Rey combined a teaching career with his active concert life until his retirement from the stage, at which point he devoted all of his efforts to teaching. He spent a brief period (1975–1977) teaching in New York, before relocating to San Francisco, where he spent the final two decades of his life, teaching in spite of a spiraling debilitation caused by his rheumatoid arthritis.

==Discography==
- The Music of Francisco Tárrega - A Guitar Recital, vol. 1 SMC-516 (1945)
- The Music of Fernando Sor - A Guitar Recital, vol. 2 SMC-517 (1945)
- Fernando Sor - Grand Sonata, Op.22 AL 76 (1949)
- German Song from the Minnesingers to the 17th Century AL 90 (1949)
- Boccherini: Quintet for Guitar & Strings #1 in D Major/Malipiero: Rispetti E. Strambotti PH-101 (1952)
- 20th Century Music for the Guitar PH-106 (1952)
- 20th Century Music for the Guitar PEKL 244 (1964 - a reissue of 20th Century Music for the Guitar)
- Spanish Music For The Classic Guitar Nonesuch H-71233 (1966 - a reissue of 20th Century Music for the Guitar)
- Rey de la Torre Plays Classical Guitar LC 3418 (1957)
- Virtuoso Guitar LC 3479 (1958)
- The Romantic Guitar LC 3564 (1959)
- Recital LC 3815 (stereo BC 1151)(1962)
- Music for One and Two Guitars LC 3674 (stereo BC 1073)(1966)
- Five Songs on Poems by Federico García Lorca (CRI 147).

#### Work order 1
Answer these questions from the passage on Rey de la Torre.
(a) In which city did he teach from 1975 to 1977?
(b) What condition caused his spiraling debilitation?
(c) In what year was Virtuoso Guitar released?
#### Work order 2
Reproduce the passage on Rey de la Torre word for word, from "- 20th Century Music for the Guitar PH-106" up to and including "LC 3418 (1957)".

Region pointing data:
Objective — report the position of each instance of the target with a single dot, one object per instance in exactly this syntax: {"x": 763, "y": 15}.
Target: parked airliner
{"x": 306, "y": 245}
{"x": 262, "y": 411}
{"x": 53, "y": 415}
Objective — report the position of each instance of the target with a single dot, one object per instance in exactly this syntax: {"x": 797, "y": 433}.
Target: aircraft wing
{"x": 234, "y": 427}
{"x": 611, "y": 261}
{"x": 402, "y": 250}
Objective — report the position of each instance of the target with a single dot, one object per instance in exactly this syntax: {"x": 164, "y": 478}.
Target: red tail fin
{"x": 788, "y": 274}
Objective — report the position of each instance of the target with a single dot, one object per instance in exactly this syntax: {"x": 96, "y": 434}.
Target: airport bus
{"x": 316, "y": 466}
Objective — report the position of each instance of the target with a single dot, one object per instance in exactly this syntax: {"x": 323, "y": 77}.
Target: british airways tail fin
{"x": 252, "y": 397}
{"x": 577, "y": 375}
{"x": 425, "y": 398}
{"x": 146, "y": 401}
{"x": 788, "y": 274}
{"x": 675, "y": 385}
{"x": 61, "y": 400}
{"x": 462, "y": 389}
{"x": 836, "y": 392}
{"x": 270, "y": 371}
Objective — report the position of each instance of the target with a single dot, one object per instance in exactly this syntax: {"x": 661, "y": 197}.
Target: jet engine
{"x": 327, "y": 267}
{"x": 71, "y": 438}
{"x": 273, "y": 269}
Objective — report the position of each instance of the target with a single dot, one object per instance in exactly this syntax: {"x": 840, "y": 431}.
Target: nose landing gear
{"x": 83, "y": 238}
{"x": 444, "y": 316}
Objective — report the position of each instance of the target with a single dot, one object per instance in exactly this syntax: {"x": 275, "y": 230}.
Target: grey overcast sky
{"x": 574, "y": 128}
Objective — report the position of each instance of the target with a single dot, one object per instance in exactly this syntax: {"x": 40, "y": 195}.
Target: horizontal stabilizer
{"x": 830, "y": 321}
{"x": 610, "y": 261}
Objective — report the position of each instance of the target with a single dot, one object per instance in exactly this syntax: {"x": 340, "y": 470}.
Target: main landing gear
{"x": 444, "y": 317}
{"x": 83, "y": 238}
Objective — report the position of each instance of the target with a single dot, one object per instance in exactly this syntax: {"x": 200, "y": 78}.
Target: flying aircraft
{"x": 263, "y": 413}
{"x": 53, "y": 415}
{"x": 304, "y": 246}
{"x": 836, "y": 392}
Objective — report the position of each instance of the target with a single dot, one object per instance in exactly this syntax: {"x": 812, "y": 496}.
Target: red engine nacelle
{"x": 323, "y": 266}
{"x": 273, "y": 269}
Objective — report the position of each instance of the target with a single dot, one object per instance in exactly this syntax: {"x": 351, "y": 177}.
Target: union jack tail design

#### Reply 1
(a) New York
(b) Rheumatoid arthritis
(c) 1958

#### Reply 2
- 20th Century Music for the Guitar PH-106 (1952)
- 20th Century Music for the Guitar PEKL 244 (1964 - a reissue of 20th Century Music for the Guitar)
- Spanish Music For The Classic Guitar Nonesuch H-71233 (1966 - a reissue of 20th Century Music for the Guitar)
- Rey de la Torre Plays Classical Guitar LC 3418 (1957)